*Work to do:* Rewrite everything from the start of the lines down to the line containing "<point>478,224</point>", replacing "Target" with "Object" and leaving all else unchanged.

Collected data entries:

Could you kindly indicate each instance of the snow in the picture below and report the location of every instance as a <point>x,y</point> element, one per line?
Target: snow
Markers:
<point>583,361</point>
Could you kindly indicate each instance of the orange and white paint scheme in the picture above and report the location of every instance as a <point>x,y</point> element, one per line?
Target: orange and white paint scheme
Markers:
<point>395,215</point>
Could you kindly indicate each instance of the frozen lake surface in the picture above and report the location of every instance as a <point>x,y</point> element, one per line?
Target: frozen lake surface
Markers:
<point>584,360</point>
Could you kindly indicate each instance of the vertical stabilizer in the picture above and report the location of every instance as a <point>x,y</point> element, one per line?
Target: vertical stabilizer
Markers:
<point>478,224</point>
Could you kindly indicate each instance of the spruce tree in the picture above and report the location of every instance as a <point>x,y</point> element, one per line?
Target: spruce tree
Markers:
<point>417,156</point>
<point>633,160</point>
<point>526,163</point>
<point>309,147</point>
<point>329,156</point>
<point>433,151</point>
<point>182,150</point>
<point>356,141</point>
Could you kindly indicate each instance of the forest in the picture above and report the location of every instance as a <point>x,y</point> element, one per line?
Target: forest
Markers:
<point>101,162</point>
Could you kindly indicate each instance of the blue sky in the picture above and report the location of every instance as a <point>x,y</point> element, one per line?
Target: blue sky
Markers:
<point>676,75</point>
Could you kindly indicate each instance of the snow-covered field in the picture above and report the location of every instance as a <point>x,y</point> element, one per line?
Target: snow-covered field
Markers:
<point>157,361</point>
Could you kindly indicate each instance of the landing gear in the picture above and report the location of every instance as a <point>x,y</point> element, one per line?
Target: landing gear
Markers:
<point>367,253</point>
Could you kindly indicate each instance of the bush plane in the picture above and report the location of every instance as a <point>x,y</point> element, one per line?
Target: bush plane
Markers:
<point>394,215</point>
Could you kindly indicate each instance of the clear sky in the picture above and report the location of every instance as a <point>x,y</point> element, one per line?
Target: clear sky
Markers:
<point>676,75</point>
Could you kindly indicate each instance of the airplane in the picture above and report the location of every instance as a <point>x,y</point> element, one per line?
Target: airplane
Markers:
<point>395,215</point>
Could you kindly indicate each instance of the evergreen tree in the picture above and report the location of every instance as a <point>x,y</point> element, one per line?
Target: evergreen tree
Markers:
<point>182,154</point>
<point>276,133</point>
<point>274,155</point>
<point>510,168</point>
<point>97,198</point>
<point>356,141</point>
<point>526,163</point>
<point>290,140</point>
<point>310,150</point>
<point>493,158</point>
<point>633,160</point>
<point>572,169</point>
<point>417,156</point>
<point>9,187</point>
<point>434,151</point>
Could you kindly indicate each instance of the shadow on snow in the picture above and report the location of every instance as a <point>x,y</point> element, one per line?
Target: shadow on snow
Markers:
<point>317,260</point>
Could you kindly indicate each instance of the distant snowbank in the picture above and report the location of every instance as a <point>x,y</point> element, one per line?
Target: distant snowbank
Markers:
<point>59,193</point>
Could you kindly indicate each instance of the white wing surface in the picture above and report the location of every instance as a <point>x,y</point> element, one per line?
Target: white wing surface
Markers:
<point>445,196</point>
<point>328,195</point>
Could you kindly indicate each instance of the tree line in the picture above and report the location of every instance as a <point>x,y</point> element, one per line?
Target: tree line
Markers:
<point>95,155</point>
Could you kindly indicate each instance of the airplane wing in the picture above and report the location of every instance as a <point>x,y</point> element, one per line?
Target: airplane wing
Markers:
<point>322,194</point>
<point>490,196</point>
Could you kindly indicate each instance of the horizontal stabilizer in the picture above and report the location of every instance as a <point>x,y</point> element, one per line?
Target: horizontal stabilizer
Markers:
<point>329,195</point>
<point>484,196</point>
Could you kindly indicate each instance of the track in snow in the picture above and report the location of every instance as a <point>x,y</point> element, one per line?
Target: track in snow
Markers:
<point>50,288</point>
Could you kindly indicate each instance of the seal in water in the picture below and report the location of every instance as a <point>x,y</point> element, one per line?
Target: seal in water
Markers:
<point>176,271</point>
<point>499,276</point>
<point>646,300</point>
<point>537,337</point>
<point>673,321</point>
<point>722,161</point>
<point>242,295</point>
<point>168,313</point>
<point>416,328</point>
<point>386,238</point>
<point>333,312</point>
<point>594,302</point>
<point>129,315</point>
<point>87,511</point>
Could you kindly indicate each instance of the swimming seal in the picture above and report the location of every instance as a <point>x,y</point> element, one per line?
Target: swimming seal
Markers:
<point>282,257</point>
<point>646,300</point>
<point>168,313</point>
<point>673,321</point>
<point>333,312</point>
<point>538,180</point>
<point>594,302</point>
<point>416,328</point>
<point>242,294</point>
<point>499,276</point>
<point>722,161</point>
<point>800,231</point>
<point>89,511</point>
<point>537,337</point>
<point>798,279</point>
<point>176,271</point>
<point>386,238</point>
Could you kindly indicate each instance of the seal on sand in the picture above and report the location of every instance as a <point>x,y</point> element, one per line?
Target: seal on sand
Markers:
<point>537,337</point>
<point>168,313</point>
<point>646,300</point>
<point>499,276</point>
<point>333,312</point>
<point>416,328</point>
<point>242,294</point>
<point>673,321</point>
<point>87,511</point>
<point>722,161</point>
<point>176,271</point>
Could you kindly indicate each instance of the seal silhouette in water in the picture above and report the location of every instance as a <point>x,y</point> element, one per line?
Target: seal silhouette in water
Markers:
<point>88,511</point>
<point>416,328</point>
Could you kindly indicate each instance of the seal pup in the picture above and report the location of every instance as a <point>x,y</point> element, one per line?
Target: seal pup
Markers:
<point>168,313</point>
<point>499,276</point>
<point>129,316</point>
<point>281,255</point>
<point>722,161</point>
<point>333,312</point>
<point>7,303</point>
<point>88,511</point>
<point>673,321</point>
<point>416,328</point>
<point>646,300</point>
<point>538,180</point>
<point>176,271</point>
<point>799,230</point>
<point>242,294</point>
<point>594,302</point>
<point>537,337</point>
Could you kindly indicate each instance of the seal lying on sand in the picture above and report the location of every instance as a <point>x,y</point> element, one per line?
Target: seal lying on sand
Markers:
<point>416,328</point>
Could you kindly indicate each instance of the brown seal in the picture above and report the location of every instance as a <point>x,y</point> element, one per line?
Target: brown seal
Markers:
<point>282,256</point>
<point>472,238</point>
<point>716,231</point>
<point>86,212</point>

*Answer in full:*
Could you kindly indicate each instance of the snow in the picture below and report the location of every instance as a <point>x,y</point> element, one per line?
Object: snow
Markers:
<point>583,361</point>
Could you kindly indicate each instance of the orange and white paint scheme in the picture above and report the location of every instance as a <point>x,y</point> element, one per line?
Object: orange and white paint scheme
Markers:
<point>395,215</point>
Could you kindly indicate each instance of the frozen lake surface in the picture above and report the location of every instance as a <point>x,y</point> element, one per line?
Object: frozen lake surface
Markers:
<point>584,360</point>
Could you kindly indicate each instance of the vertical stabilizer in the picture above and report the location of every instance as a <point>x,y</point> element, one per line?
Object: vertical stabilizer
Markers:
<point>478,224</point>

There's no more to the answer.